-- SUPPLIED DATA follows --

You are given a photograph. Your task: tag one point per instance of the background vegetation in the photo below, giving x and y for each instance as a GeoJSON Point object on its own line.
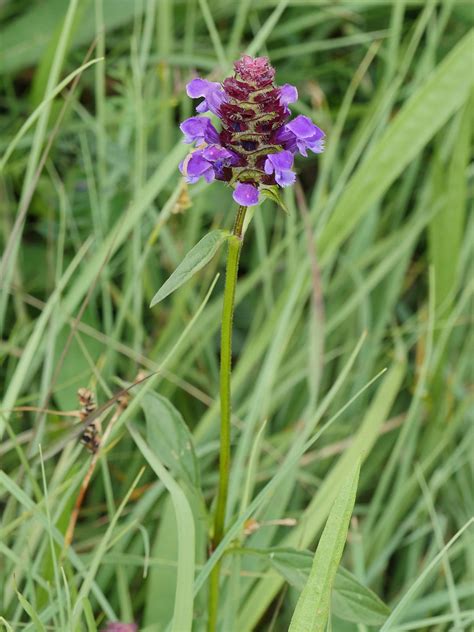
{"type": "Point", "coordinates": [353, 309]}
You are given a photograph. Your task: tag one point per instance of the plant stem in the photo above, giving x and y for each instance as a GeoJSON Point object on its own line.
{"type": "Point", "coordinates": [232, 267]}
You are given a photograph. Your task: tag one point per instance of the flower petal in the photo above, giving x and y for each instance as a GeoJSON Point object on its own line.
{"type": "Point", "coordinates": [246, 194]}
{"type": "Point", "coordinates": [280, 164]}
{"type": "Point", "coordinates": [199, 129]}
{"type": "Point", "coordinates": [302, 127]}
{"type": "Point", "coordinates": [288, 94]}
{"type": "Point", "coordinates": [200, 87]}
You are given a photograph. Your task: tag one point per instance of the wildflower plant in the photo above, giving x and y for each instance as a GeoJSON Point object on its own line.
{"type": "Point", "coordinates": [255, 149]}
{"type": "Point", "coordinates": [254, 153]}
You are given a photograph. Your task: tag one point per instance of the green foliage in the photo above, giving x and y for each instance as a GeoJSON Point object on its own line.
{"type": "Point", "coordinates": [352, 330]}
{"type": "Point", "coordinates": [313, 607]}
{"type": "Point", "coordinates": [196, 259]}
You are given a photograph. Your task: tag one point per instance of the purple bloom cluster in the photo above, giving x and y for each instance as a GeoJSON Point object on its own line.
{"type": "Point", "coordinates": [257, 143]}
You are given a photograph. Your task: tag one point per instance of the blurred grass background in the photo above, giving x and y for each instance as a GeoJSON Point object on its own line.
{"type": "Point", "coordinates": [94, 216]}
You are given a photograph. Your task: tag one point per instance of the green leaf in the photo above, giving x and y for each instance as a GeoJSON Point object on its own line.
{"type": "Point", "coordinates": [410, 131]}
{"type": "Point", "coordinates": [185, 531]}
{"type": "Point", "coordinates": [351, 600]}
{"type": "Point", "coordinates": [354, 602]}
{"type": "Point", "coordinates": [446, 228]}
{"type": "Point", "coordinates": [196, 259]}
{"type": "Point", "coordinates": [312, 610]}
{"type": "Point", "coordinates": [273, 193]}
{"type": "Point", "coordinates": [169, 438]}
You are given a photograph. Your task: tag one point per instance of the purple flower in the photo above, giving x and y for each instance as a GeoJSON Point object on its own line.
{"type": "Point", "coordinates": [199, 129]}
{"type": "Point", "coordinates": [210, 90]}
{"type": "Point", "coordinates": [246, 194]}
{"type": "Point", "coordinates": [288, 94]}
{"type": "Point", "coordinates": [195, 166]}
{"type": "Point", "coordinates": [207, 163]}
{"type": "Point", "coordinates": [256, 144]}
{"type": "Point", "coordinates": [280, 164]}
{"type": "Point", "coordinates": [118, 626]}
{"type": "Point", "coordinates": [301, 134]}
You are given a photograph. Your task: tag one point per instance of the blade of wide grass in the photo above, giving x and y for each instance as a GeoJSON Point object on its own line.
{"type": "Point", "coordinates": [413, 127]}
{"type": "Point", "coordinates": [183, 608]}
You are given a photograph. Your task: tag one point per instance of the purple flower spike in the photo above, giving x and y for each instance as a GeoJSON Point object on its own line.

-- SUPPLIED DATA concluded --

▶ [WORK TASK]
Transcribe all of the lines above exactly as given. The pictures stay out.

▶ [RESPONSE BELOW]
You are given a photograph. Your task: tag one point per instance of the background vegetation in the photo below, giving x and y for each instance as a GeoJSON Point object on its own line.
{"type": "Point", "coordinates": [353, 309]}
You are given a photograph. Your task: tag one point per instance of the plant stem in the photo above, giving x and y for each instance as a GeoJSON Point object on its own line.
{"type": "Point", "coordinates": [232, 267]}
You are given a photograph. Your task: tag one point per instance of the flower petal in the photo above, giving x and y for each instance as a GeoJSON Point object on its own line.
{"type": "Point", "coordinates": [246, 194]}
{"type": "Point", "coordinates": [280, 164]}
{"type": "Point", "coordinates": [199, 129]}
{"type": "Point", "coordinates": [302, 127]}
{"type": "Point", "coordinates": [288, 94]}
{"type": "Point", "coordinates": [200, 87]}
You are given a photograph. Your task: tag one point per instance of the wildflower plant in the photo above, giving x and y for each instance as a GeoJSON Point object on its own line.
{"type": "Point", "coordinates": [255, 149]}
{"type": "Point", "coordinates": [254, 153]}
You are given a photograph. Your task: tag one point per instance of the green foliage in the photo above, giving x and y for each instance as a GeoJSON Point object on its own line.
{"type": "Point", "coordinates": [352, 330]}
{"type": "Point", "coordinates": [313, 607]}
{"type": "Point", "coordinates": [196, 259]}
You are given a photograph. Your task: tag one point per instance of the purple bloom cluster in the photo above, giving x and y for each instance as a GeoJSON Point object on its own line.
{"type": "Point", "coordinates": [257, 143]}
You are given a photograph. Your task: tag one point per instance of the blurred grass background in the photo above, giving x and y for each instance as a GeoJSON Point object on its own line.
{"type": "Point", "coordinates": [94, 216]}
You are given a photograph. Your task: tag one point per instance of the green leaf in the photo above, giving x and y for each instance as a GeoJSON Point object on its own line.
{"type": "Point", "coordinates": [410, 131]}
{"type": "Point", "coordinates": [185, 531]}
{"type": "Point", "coordinates": [351, 600]}
{"type": "Point", "coordinates": [354, 602]}
{"type": "Point", "coordinates": [446, 228]}
{"type": "Point", "coordinates": [196, 259]}
{"type": "Point", "coordinates": [312, 610]}
{"type": "Point", "coordinates": [273, 193]}
{"type": "Point", "coordinates": [169, 438]}
You are given a photograph. Your task: tag one point per instance of the purple flower in the photo above, giving x and y for each instance as a GeoJSON Point object on its own line.
{"type": "Point", "coordinates": [199, 129]}
{"type": "Point", "coordinates": [210, 90]}
{"type": "Point", "coordinates": [246, 194]}
{"type": "Point", "coordinates": [288, 94]}
{"type": "Point", "coordinates": [195, 166]}
{"type": "Point", "coordinates": [207, 163]}
{"type": "Point", "coordinates": [256, 144]}
{"type": "Point", "coordinates": [280, 164]}
{"type": "Point", "coordinates": [118, 626]}
{"type": "Point", "coordinates": [301, 134]}
You are given a photograph. Your task: tag one point per instance of the blade of wide grass in the photo above, giving x and y for each instance as a GeoJSON Point object on its own line.
{"type": "Point", "coordinates": [413, 127]}
{"type": "Point", "coordinates": [183, 608]}
You are given a photograph. Your task: tag one point per instance of the purple flower spike in the photo above, giving x and y for each instance as a GeoJSON Point object on its own line.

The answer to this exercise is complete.